**Dataset rows:**
———
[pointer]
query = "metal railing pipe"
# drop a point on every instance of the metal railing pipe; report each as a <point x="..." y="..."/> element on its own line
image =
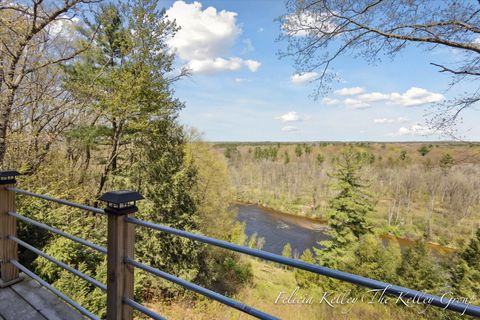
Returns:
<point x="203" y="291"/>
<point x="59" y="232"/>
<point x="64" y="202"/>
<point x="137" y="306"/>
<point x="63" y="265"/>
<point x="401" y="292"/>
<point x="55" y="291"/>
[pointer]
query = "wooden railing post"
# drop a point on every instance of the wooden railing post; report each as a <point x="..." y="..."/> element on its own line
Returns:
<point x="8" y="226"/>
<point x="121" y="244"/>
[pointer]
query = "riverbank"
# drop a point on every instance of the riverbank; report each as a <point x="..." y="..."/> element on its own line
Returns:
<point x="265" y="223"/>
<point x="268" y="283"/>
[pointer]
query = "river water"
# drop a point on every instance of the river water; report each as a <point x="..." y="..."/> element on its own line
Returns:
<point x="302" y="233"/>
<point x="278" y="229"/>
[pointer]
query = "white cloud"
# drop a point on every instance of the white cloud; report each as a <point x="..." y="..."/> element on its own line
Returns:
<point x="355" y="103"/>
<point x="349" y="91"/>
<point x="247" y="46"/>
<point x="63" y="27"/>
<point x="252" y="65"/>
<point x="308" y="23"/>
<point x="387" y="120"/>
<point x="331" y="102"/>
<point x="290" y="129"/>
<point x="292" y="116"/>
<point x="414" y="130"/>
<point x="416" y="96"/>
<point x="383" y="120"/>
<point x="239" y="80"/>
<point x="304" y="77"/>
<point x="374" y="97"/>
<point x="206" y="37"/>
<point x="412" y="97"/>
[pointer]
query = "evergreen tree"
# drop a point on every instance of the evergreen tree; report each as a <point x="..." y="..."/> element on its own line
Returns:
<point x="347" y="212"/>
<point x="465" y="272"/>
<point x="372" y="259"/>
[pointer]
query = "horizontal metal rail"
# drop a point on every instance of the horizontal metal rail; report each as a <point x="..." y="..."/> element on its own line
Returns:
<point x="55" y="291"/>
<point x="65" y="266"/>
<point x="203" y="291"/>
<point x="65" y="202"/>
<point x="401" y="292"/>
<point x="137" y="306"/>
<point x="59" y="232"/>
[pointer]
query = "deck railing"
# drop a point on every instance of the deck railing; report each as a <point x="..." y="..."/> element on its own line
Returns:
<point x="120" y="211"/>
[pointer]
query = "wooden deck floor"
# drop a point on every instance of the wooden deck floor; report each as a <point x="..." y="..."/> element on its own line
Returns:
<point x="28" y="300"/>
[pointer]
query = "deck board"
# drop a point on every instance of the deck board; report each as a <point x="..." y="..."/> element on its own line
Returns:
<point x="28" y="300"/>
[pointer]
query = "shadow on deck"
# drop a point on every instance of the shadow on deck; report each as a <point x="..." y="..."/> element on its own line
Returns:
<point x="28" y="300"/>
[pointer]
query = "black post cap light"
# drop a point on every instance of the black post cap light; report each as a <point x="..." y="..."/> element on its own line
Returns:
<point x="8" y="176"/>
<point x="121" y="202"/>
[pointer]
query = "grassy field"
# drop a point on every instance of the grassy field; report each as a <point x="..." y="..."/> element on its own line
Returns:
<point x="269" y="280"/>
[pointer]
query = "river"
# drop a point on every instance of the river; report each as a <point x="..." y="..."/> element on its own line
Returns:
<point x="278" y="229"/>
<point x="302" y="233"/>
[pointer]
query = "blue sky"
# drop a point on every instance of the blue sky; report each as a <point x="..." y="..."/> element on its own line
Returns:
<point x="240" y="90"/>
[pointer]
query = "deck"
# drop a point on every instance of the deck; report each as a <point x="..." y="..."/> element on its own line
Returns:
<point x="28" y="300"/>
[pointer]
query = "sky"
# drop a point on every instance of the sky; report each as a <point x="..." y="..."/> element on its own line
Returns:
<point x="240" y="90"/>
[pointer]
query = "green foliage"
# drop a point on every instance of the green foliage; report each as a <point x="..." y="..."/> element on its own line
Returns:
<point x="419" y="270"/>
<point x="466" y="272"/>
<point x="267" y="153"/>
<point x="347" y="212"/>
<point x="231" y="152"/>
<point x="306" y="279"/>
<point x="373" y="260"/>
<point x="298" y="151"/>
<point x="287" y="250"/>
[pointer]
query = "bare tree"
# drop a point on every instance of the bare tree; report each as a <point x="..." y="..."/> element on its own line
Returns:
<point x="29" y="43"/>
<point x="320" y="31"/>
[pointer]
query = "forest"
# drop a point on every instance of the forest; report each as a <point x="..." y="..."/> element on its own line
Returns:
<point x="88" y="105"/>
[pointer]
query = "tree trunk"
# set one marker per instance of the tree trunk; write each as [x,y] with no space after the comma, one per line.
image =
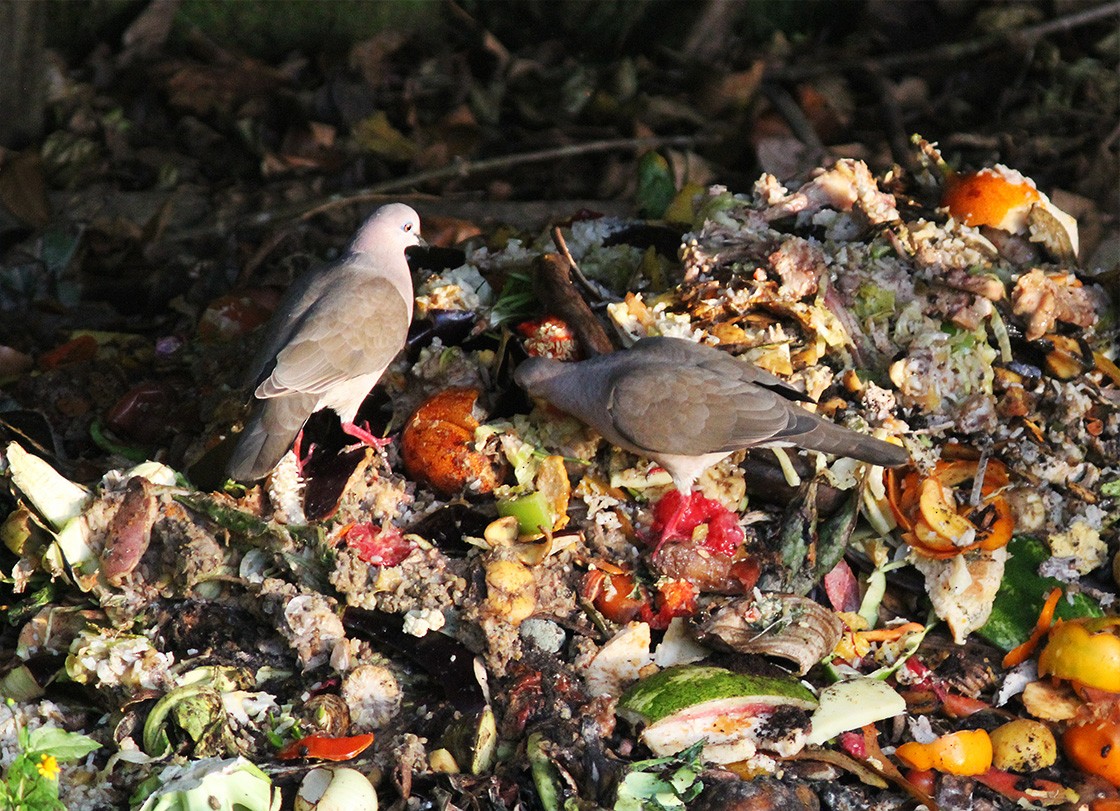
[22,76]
———
**Problem statement:** List every line in the records that contains the word "white", matching its case exactly.

**Task result:**
query = "white cloud"
# drop a point on every instance of the white cloud; report each as a <point x="..." y="..."/> element on its own line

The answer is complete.